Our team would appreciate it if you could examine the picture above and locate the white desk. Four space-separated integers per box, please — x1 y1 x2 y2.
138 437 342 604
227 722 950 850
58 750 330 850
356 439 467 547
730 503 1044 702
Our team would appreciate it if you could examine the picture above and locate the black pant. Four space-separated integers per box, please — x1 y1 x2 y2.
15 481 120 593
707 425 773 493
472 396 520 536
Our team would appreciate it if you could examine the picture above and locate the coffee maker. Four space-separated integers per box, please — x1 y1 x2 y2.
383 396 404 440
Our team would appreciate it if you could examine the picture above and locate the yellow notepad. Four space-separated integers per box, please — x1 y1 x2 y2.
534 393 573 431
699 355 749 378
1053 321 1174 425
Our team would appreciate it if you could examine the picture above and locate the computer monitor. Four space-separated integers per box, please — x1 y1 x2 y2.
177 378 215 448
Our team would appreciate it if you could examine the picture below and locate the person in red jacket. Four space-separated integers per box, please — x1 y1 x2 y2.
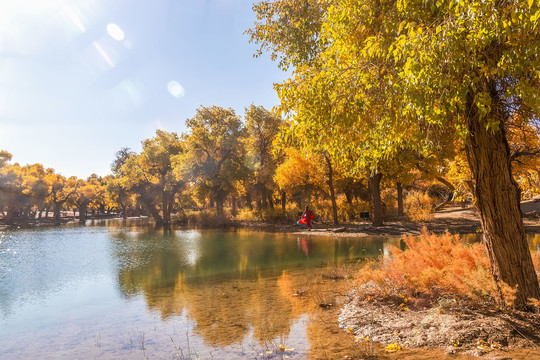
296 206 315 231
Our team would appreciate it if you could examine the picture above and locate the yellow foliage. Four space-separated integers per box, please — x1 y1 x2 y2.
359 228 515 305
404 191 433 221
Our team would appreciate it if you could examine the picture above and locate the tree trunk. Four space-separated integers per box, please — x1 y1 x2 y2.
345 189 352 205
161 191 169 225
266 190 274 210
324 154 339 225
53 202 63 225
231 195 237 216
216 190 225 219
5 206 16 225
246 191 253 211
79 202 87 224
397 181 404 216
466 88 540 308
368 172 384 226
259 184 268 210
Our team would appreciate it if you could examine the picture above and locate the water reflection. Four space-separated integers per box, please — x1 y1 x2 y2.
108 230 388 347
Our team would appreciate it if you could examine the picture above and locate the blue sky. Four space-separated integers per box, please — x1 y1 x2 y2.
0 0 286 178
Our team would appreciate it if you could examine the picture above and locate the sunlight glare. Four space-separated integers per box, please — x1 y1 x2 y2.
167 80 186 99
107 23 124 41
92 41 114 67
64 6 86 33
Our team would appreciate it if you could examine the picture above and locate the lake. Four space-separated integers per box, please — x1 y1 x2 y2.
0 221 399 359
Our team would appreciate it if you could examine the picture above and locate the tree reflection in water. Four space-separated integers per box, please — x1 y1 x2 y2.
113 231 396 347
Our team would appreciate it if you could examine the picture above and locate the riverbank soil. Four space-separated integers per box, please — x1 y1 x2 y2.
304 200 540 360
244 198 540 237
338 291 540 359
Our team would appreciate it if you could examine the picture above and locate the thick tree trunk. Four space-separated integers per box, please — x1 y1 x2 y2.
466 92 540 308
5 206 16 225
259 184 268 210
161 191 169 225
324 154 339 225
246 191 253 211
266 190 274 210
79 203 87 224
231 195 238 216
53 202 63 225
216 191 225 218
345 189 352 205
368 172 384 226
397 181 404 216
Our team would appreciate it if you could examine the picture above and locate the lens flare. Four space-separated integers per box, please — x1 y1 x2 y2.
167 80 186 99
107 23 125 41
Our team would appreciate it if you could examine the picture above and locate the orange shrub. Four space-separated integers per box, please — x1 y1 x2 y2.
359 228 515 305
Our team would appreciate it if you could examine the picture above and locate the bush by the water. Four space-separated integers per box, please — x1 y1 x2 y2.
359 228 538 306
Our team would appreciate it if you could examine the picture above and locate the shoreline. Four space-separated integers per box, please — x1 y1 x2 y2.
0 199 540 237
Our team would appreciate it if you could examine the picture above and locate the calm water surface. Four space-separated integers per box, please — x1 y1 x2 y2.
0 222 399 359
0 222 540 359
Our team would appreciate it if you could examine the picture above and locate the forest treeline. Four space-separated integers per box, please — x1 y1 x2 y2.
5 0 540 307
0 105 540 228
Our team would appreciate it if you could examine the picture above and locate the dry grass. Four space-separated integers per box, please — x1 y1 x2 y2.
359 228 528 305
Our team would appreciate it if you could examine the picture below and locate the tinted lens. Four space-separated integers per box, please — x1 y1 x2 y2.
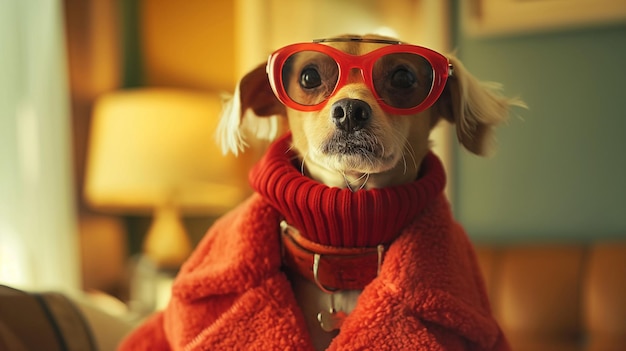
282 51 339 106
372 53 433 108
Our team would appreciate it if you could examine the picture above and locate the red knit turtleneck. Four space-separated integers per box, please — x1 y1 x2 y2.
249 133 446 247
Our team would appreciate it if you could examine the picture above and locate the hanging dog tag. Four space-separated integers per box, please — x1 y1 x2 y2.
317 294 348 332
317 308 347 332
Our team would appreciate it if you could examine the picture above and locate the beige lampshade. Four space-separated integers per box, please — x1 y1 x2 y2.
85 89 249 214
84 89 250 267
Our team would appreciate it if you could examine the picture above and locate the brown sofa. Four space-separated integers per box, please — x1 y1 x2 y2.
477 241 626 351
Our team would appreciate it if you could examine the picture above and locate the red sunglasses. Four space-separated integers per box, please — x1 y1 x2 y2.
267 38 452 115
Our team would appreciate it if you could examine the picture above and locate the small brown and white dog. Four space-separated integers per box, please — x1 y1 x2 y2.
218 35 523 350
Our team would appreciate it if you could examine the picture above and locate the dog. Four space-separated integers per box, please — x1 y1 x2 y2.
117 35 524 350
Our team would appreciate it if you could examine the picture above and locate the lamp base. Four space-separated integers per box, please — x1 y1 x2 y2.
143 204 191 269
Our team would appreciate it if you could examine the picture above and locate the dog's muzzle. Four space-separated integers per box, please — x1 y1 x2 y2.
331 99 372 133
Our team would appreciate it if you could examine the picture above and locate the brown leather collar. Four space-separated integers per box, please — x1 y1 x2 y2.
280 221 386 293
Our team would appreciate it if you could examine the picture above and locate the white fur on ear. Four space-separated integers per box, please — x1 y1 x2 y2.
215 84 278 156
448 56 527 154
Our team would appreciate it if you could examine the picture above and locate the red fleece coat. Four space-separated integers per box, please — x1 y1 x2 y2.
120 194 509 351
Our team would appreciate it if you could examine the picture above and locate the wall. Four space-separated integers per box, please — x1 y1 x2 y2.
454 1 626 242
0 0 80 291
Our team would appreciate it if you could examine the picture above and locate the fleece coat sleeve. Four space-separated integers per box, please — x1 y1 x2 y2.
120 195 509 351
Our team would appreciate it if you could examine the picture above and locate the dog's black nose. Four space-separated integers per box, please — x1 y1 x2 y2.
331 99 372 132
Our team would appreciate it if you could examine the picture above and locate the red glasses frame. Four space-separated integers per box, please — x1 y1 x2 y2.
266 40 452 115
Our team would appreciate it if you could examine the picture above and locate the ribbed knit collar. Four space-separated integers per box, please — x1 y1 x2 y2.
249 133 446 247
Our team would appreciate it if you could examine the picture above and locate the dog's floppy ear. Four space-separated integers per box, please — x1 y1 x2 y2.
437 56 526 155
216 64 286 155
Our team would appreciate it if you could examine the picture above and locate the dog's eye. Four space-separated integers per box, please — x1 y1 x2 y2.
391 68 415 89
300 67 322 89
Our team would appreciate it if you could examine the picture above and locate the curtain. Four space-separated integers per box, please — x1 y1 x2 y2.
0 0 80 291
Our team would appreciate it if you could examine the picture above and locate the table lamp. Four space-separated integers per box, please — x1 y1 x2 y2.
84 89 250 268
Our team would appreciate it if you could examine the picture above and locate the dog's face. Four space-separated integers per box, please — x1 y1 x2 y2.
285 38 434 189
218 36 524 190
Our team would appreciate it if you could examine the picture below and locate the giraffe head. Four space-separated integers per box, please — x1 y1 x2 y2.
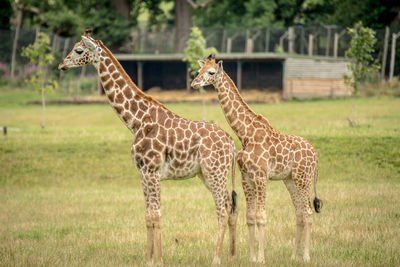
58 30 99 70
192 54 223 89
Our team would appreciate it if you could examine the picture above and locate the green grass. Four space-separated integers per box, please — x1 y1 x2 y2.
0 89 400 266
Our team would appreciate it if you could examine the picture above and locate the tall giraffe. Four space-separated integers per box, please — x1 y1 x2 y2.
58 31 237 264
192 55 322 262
--*--
◆ Required work
Rewrite the entire listing above as a numbered list, omitting any blank lines. Leave the pictures out of your answer.

◆ Answer in full
1. Our team would appreciate it if you could examine the picture above and locate the white desk. Four space-separated integers per box, please — x1 y1 x2 y2.
2. 138 437 342 604
3. 227 722 950 850
4. 58 750 330 850
5. 356 439 467 547
6. 730 503 1044 702
7. Our team would appreciate it if you could examine the picture above and locate the black pant. Four space-separated integers per box, please — x1 y1 x2 y2.
8. 15 481 120 593
9. 707 425 773 493
10. 472 396 520 536
11. Our team would appreciate it if you could examine the picture above and locate the coffee maker. Four space-separated integers per box, please — x1 y1 x2 y2.
12. 383 396 404 440
13. Our team would appreciate it if you could examine the picture above and locate the yellow notepad. Four space-separated integers per box, please — x1 y1 x2 y2.
14. 534 393 573 431
15. 699 355 749 378
16. 1053 321 1174 425
17. Our team would appreciate it if you could examine the picture above and locate the computer monitor. Four space-separated integers per box, please — x1 y1 x2 y2.
18. 177 378 215 448
19. Our team would appreciate it if you could examine the picture below and locate the person in red jacket. Four space-separated integers per box, please — x1 y1 x2 y2.
20. 296 206 315 231
21. Our team would appreciate it if you could examine the picture above and locate the yellow foliage. Four space-separated integers per box, please — x1 y1 x2 y2.
22. 359 228 515 305
23. 404 191 433 221
24. Our team would appreciate it if you could examine the picture above and locate the tree trunk. Four space-separated integers per box, please — x1 y1 x2 y2.
25. 345 189 352 205
26. 161 191 169 225
27. 266 190 274 210
28. 324 154 339 225
29. 53 202 63 225
30. 231 195 237 216
31. 216 190 225 219
32. 5 206 16 225
33. 246 191 253 211
34. 79 202 87 224
35. 397 181 404 216
36. 466 88 540 308
37. 368 172 384 226
38. 259 184 268 210
39. Our team would appreciate it if you could examine the picture above and locate the water reflection. Four space-separated integers per box, please — x1 y1 x2 y2.
40. 108 230 388 347
41. Our team would appreciate it if you could examine the picture above and locate the blue sky. Four space-separated integers per box, please — x1 y1 x2 y2.
42. 0 0 286 178
43. Our team would appreciate it if you could examine the picture above and locate the sunlight glare. Four space-separated integers per box, please — x1 y1 x2 y2.
44. 167 80 186 99
45. 107 23 124 41
46. 92 41 114 67
47. 64 6 86 33
48. Our team would appreciate it if you could examine the picture above and locate the lake. Four space-separated integers per box, please — x1 y1 x2 y2.
49. 0 221 399 359
50. Our team would appreciate it if you could examine the picture above and locate the tree reflection in water. Four space-separated integers per box, please — x1 y1 x2 y2.
51. 113 231 396 347
52. Our team would appreciate it if you could examine the picture above and locate the riverbank soil. Four space-separated integers per box, please — x1 y1 x2 y2.
53. 304 200 540 360
54. 244 198 540 237
55. 338 291 540 359
56. Our team would appreciate it if you could examine the picture above and locate the thick tree trunk. Four space-separated integers per box, please — x1 y1 x2 y2.
57. 466 92 540 308
58. 5 206 16 225
59. 259 184 268 210
60. 161 191 169 225
61. 324 154 339 225
62. 246 191 253 211
63. 266 190 274 210
64. 79 203 87 224
65. 231 195 238 216
66. 53 202 63 225
67. 216 191 225 218
68. 345 189 352 205
69. 368 172 384 226
70. 397 181 404 216
71. Our team would appreciate it if you could examine the picture above and locate the lens flare. Four space-separated integers per box, please — x1 y1 x2 y2.
72. 167 80 186 99
73. 107 23 125 41
74. Our team would appreciate it if you could examine the picture above and locate the orange shrub. Four space-separated integers per box, please — x1 y1 x2 y2.
75. 359 228 515 305
76. Our team would appreciate it if you could examine the picture above and locate the bush by the water. Four space-separated integers per box, please — x1 y1 x2 y2.
77. 359 228 538 306
78. Our team would appreciate it if you could examine the picture above and locate the shoreline. Four space-separated integers per box, please — x1 y1 x2 y2.
79. 0 199 540 237
80. Our team would appreciate it if you could examine the picture above and locate the calm water surface. Four space-separated integers per box, please — x1 y1 x2 y2.
81. 0 222 399 359
82. 0 222 540 359
83. Our team would appreciate it if you could examine the picture above and locate the forest treeline. Four space-separated integers per box, please — x1 y1 x2 y2.
84. 5 0 540 307
85. 0 105 540 228
86. Our team would appreciate it if you could examine the picture above and locate the dry grass. Four space-separated integers per box, please — x1 y1 x2 y2.
87. 359 228 528 305
88. Our team would appreciate it if you could examine the picture below and locate the tinted lens. Four space-separated integers per box, please — x1 y1 x2 y2.
89. 282 51 339 106
90. 372 53 433 108
91. Our team would appreciate it if you could examine the picture above and locate the red knit turtleneck. Four space-separated integers per box, please — x1 y1 x2 y2.
92. 249 133 446 247
93. Our team would appreciate it if you could examine the picture above and locate the hanging dog tag. Four space-separated integers per box, please — x1 y1 x2 y2.
94. 317 294 348 332
95. 317 308 347 332
96. Our team would appreciate it if you could examine the picture above and locate the beige lampshade. Four space-separated integers per box, please — x1 y1 x2 y2.
97. 85 89 249 214
98. 84 89 250 267
99. Our team would appreciate it if you could examine the picture above and locate the brown sofa. Four space-separated integers per box, please — x1 y1 x2 y2.
100. 477 241 626 351
101. Our team would appreciate it if you could examine the picture above and locate the red sunglasses. Four space-separated integers per box, please — x1 y1 x2 y2.
102. 267 38 452 115
103. Our team would appreciate it if you could examine the picture above and locate the small brown and white dog. Four space-separated integers per box, please — x1 y1 x2 y2.
104. 218 35 523 350
105. Our team would appreciate it if you could examine the picture above and locate the dog. Four space-separated integers per box, please — x1 y1 x2 y2.
106. 117 35 524 350
107. Our team would appreciate it if you could examine the picture above and locate the lamp base. Four space-separated integers per box, please — x1 y1 x2 y2.
108. 143 204 191 269
109. Our team would appreciate it if you could examine the picture above and locate the dog's muzzle. Four space-separated integers per box, please — x1 y1 x2 y2.
110. 331 99 372 133
111. Our team would appreciate it if you could examine the picture above and locate the brown leather collar. Four space-separated integers per box, please — x1 y1 x2 y2.
112. 280 221 386 293
113. Our team would appreciate it if you could examine the picture above and locate the white fur on ear. Four space-separated integers per box, please — x1 y1 x2 y2.
114. 215 84 278 156
115. 448 56 527 154
116. Our team would appreciate it if you could examine the picture above and locate the red fleece coat. Four space-separated integers per box, please — x1 y1 x2 y2.
117. 120 194 509 351
118. Our team would appreciate it if you could examine the picture above and locate the wall. Four space-separated integers per box, please — x1 y1 x2 y2.
119. 454 1 626 242
120. 0 0 80 291
121. Our team would appreciate it if you could examine the picture above and locate the fleece coat sleeve. Four space-separated integers per box, please — x1 y1 x2 y2.
122. 120 195 509 351
123. Our team would appreciate it if you could examine the picture above and locate the dog's black nose. Four space-separated integers per box, please — x1 y1 x2 y2.
124. 331 99 372 132
125. Our team would appreciate it if you could examine the picture above and locate the red glasses frame. Four space-separated integers per box, please — x1 y1 x2 y2.
126. 266 40 452 115
127. Our team would appreciate it if you could examine the picture above and locate the ribbed knit collar. Four space-separated integers per box, please — x1 y1 x2 y2.
128. 249 133 446 247
129. Our team would appreciate it if you could examine the picture above and locate the dog's floppy ear. Four space-separated integers per box, please — x1 y1 x2 y2.
130. 437 56 526 155
131. 216 64 286 155
132. Our team would appreciate it if you could examine the picture above and locate the dog's eye. Four space-separated integers per box, please — x1 y1 x2 y2.
133. 391 68 415 89
134. 300 67 322 89
135. Our team would appreciate it if you could examine the picture above and locate the curtain. Four space-separated integers per box, please — x1 y1 x2 y2.
136. 0 0 80 291
137. Our team would appreciate it if you could examine the picture above and locate the table lamp. Four space-separated integers per box, please — x1 y1 x2 y2.
138. 84 89 250 268
139. Our team would appreciate it if you could examine the picture above and locate the dog's face. Four space-separated integers per box, please — x1 y1 x2 y2.
140. 285 38 434 189
141. 218 36 524 190
142. Our team would appreciate it if you could examine the picture below and locate the giraffe head. Four space-separated integers per box, please — x1 y1 x2 y2.
143. 58 30 99 70
144. 192 54 223 89
145. Our team would appreciate it if you could examine the picture above and locate the green grass. Four space-separated integers per box, please — x1 y1 x2 y2.
146. 0 89 400 266
147. Our team would appreciate it if you could examine the picture above and locate the tall giraffe. Four space-separated integers per box, please — x1 y1 x2 y2.
148. 58 31 237 264
149. 192 55 322 262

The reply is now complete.